● **Do this**: Write out every item below word for word, without altering or leaving out anything.

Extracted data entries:

▼

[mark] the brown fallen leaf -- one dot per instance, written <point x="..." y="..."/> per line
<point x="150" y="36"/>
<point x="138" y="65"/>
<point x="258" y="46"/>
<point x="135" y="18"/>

▲

● **Exercise answer**:
[mark] the brown fallen leaf -- one dot per instance, written <point x="..." y="..."/> per line
<point x="150" y="36"/>
<point x="138" y="65"/>
<point x="258" y="46"/>
<point x="135" y="18"/>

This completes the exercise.